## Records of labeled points
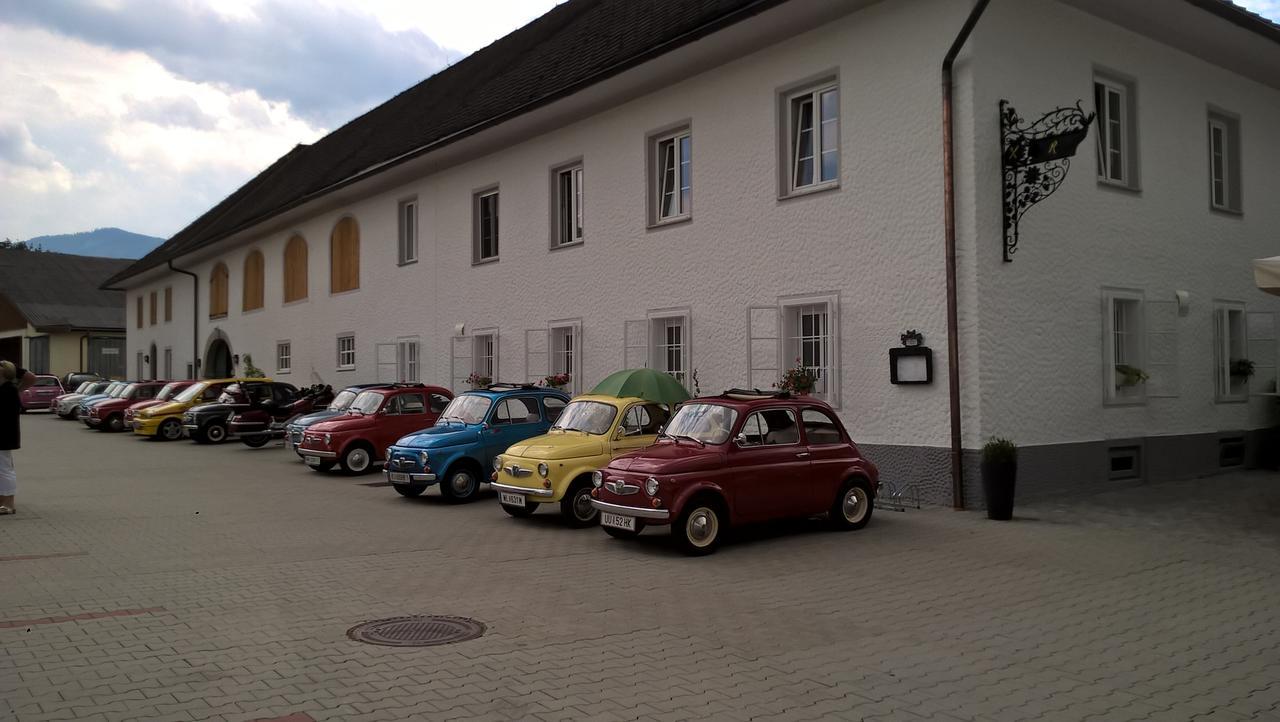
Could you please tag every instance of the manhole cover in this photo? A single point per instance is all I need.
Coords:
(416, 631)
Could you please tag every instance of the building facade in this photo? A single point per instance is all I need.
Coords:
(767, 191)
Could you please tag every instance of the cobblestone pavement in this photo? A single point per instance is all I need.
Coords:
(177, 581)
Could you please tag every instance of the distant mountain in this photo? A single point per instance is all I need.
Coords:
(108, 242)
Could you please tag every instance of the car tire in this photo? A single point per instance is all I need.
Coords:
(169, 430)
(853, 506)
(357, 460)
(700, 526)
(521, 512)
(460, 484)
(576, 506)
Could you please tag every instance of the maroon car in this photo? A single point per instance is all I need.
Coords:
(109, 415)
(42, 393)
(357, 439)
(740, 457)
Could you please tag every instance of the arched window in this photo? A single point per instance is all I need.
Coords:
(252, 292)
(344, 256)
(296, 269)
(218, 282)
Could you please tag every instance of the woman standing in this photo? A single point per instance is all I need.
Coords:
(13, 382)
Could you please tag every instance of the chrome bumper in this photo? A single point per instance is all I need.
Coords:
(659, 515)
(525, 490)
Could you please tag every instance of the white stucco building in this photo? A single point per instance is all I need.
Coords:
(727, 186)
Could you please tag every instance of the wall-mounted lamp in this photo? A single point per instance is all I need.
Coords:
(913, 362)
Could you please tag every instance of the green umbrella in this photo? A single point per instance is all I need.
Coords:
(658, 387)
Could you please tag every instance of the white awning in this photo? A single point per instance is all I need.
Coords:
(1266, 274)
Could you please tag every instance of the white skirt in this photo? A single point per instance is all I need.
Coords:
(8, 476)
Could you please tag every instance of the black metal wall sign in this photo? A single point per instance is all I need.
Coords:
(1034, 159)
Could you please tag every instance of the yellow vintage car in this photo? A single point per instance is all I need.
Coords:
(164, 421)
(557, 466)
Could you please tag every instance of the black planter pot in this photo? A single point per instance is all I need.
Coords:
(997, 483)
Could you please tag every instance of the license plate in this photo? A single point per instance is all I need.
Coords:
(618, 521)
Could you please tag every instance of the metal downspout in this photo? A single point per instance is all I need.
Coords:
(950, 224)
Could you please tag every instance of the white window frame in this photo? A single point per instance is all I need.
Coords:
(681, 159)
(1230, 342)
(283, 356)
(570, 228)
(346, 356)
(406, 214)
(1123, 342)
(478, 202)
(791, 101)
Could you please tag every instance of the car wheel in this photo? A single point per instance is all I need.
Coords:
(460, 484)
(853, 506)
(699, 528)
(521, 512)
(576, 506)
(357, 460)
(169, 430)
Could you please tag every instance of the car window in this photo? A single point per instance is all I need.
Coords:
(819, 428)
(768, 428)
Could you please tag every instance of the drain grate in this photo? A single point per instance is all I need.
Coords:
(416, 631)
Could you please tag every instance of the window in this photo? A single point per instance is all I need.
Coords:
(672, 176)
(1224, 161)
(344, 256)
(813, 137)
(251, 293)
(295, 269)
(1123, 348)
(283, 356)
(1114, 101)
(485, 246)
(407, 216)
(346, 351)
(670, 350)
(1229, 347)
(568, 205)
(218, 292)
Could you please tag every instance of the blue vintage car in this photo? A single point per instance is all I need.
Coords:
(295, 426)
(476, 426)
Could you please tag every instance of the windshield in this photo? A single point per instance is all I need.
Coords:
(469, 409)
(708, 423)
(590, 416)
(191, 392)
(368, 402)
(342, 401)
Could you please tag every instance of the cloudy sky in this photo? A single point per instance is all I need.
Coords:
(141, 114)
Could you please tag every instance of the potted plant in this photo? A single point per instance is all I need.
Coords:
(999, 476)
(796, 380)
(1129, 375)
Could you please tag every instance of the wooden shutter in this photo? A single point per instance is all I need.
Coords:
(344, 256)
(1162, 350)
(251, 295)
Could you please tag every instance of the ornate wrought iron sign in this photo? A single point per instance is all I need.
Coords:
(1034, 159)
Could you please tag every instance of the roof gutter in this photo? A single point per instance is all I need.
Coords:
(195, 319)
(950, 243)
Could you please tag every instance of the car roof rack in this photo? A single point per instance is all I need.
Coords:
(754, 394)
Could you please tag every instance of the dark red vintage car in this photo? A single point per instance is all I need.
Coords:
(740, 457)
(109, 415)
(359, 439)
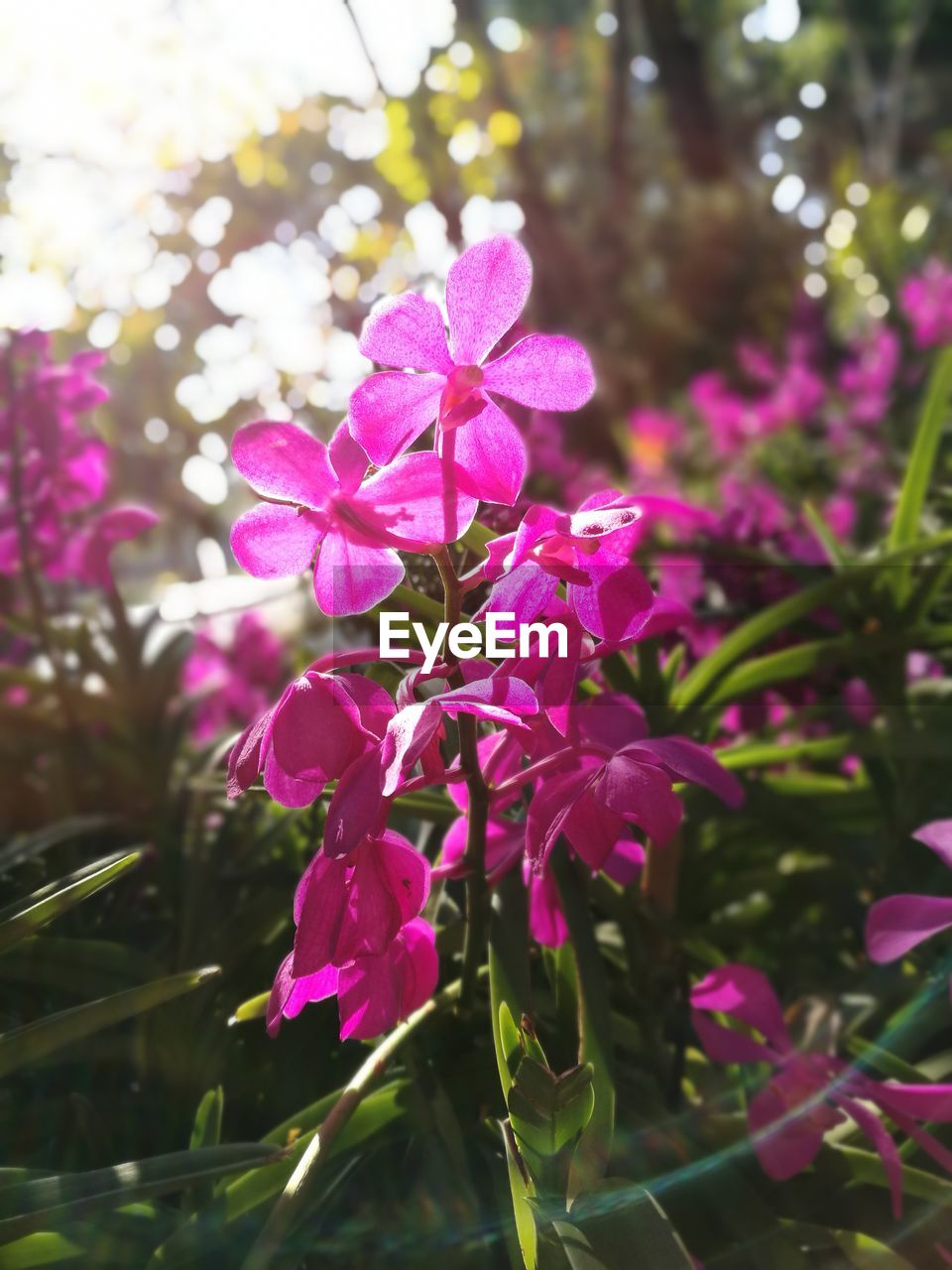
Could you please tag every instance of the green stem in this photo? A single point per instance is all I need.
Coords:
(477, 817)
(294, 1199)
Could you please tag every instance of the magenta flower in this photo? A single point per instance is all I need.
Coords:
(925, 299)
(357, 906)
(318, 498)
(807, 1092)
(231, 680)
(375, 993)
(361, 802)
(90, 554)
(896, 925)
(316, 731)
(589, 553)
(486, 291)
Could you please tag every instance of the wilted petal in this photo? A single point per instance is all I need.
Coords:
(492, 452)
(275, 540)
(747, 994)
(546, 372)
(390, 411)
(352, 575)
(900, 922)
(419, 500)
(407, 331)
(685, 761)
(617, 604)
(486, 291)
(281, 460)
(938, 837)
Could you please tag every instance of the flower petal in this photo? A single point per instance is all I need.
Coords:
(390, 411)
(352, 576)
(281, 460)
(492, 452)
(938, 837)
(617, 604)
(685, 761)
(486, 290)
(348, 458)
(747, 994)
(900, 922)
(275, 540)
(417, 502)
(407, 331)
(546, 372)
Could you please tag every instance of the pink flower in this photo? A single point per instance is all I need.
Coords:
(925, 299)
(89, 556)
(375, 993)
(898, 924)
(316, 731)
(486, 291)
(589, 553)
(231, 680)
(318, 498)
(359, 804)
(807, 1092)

## WHAT YOU WILL DO
Leave the images out and output the remaining material exactly as it stands.

## EXERCISE ANSWER
Could you please tag every instance of the manhole cover in this photo? A single point per instance is all I need.
Coords:
(416, 631)
Could you please tag every instance of the building facade in this photo? A single point per instance is all I need.
Coords:
(767, 191)
Could you please tag every instance of the cobblestone pavement in this photo? A single point per instance is all I need.
Coords:
(177, 581)
Could you please tag every instance of the distant mountain in this photo? A single point per instance is all I need.
Coords:
(108, 242)
Could you please tag every instance of the car tire in this photo? A single point per instance is all I need.
Coords:
(169, 430)
(853, 506)
(357, 460)
(700, 526)
(521, 512)
(460, 484)
(576, 506)
Could you please tag every instance of the maroon car in this photo? A single point per instance is all I need.
Coords:
(109, 415)
(42, 393)
(357, 439)
(740, 457)
Could you please tag every instance of the arched window in this photo? A single point per instance is all I need.
Coords:
(252, 292)
(344, 256)
(296, 269)
(218, 282)
Could you please tag every instance of the woman standing in this photo? A single point per instance is all I need.
Coords:
(13, 382)
Could you please tag every instance of the chrome bumper in this photo? A single point per instance is all I need.
Coords:
(659, 515)
(525, 490)
Could you please tag every instance of the white stucco building in this photo? A single point per instance is all I need.
Coords:
(727, 186)
Could you please tag every instance of the wall-mounted lamp in this photo? A single point per instance is all I need.
Coords:
(913, 362)
Could you please tag every instance of the green umbrella in this photo? A single point per instance is all I need.
Coords:
(658, 387)
Could you please tag every instance of the white awning in this photo? A single point per instance is all I need.
Coords:
(1266, 274)
Could you please tag every instance of the white skirt in this photo? A single point per instance is all I need.
Coords:
(8, 476)
Could you please tag every instance of the black metal wall sign in this photo? A single point per instance is all I need.
Coords:
(1034, 159)
Could you please tag every instance of the yellow vintage car in this photo? A single point per instance is all I need.
Coords:
(164, 421)
(557, 466)
Could you please tag every instance of the black planter pot in this photo? A single point per instance is all I need.
Coords:
(997, 483)
Could you please tag every instance of the license plate in this photo? A single point per instance is all I need.
Coords:
(618, 521)
Could you please tag every instance of the metal downspout in this photo? A single point per instance is all I need.
Coords:
(950, 224)
Could you please tag every instance of the white window frame in this photo? A single point per instance is all I need.
Coords:
(681, 159)
(1230, 342)
(283, 356)
(570, 228)
(346, 356)
(406, 214)
(1123, 342)
(478, 202)
(791, 101)
Could you please tag every instance of the car wheel in this photo? A single point per instance is all I need.
Coords:
(460, 484)
(853, 506)
(699, 528)
(521, 512)
(576, 506)
(357, 460)
(169, 430)
Could you please tag every instance of the car window in this photo? A single point per instance is all I need.
Coords:
(819, 428)
(768, 428)
Could you please tag every instance of the drain grate in this photo? A single point per instance is all I need.
Coords:
(416, 631)
Could you please tag every instance of the window in this photo? A single point per instance is all I need.
Coords:
(672, 176)
(1224, 161)
(344, 256)
(813, 137)
(251, 293)
(295, 269)
(1123, 348)
(283, 356)
(1114, 101)
(485, 246)
(407, 216)
(346, 351)
(670, 350)
(1229, 347)
(568, 205)
(218, 292)
Could you please tag every instance of the blue vintage car in this photo? A single point per instance is all I need.
Coords:
(295, 426)
(476, 426)
Could you please tag every instance of the windshield in this photo? A single point per instance is all I need.
Coords:
(469, 409)
(708, 423)
(590, 416)
(191, 392)
(368, 402)
(342, 401)
Could you please tag every instance of the cloudy sky in this photo? A single point per instance is all I need.
Coords:
(141, 114)
Could you please tag every instance of the potted plant in this photo? A single point per instance is all I need.
Coords:
(999, 476)
(796, 380)
(1129, 375)
Could you please tag every instance of the wooden shutter in this photo? A single point per instance is all I need.
Coords:
(344, 256)
(1162, 350)
(251, 295)
Could you please tag every instance of the ornate wrought iron sign in this photo? A single point per instance is all I need.
Coords:
(1034, 159)
Could you please tag every instance of the roof gutter in this photo? A single point per instance is all I need.
Coords:
(195, 319)
(950, 243)
Could you please tag every instance of the car roof rack in this photo? A single point per instance is all I need.
Coords:
(754, 394)
Could you please tag every instance of the dark red vintage car in this photo? A single point per instance is all I need.
Coords:
(740, 457)
(109, 415)
(359, 439)
Could you please tag every instance of the green stem in this photo? A single point per instance is all I need.
Coords:
(477, 817)
(294, 1199)
Could you please tag every instance of the magenta flower in this photo? A single point per instance is all I need.
Coords:
(925, 299)
(357, 906)
(318, 498)
(807, 1092)
(231, 680)
(375, 993)
(361, 802)
(90, 554)
(896, 925)
(316, 731)
(589, 553)
(486, 291)
Could you please tag every instance of the wilted petal in this photo? A single point per instance is all I need.
Coords:
(492, 452)
(275, 540)
(747, 994)
(546, 372)
(390, 411)
(352, 575)
(900, 922)
(419, 500)
(407, 331)
(685, 761)
(617, 604)
(486, 291)
(281, 460)
(938, 837)
Could you please tag every instance of the flower petal in this photo? A single point per instance is all I need.
Coords:
(390, 411)
(352, 576)
(281, 460)
(492, 452)
(938, 837)
(617, 604)
(685, 761)
(486, 290)
(348, 458)
(747, 994)
(900, 922)
(275, 540)
(417, 502)
(407, 331)
(546, 372)
Could you please tag every instance of the pink flower in this photo? A single point per instance is all I need.
Coords:
(925, 299)
(89, 556)
(375, 993)
(898, 924)
(316, 731)
(486, 291)
(589, 553)
(231, 680)
(318, 498)
(359, 804)
(807, 1092)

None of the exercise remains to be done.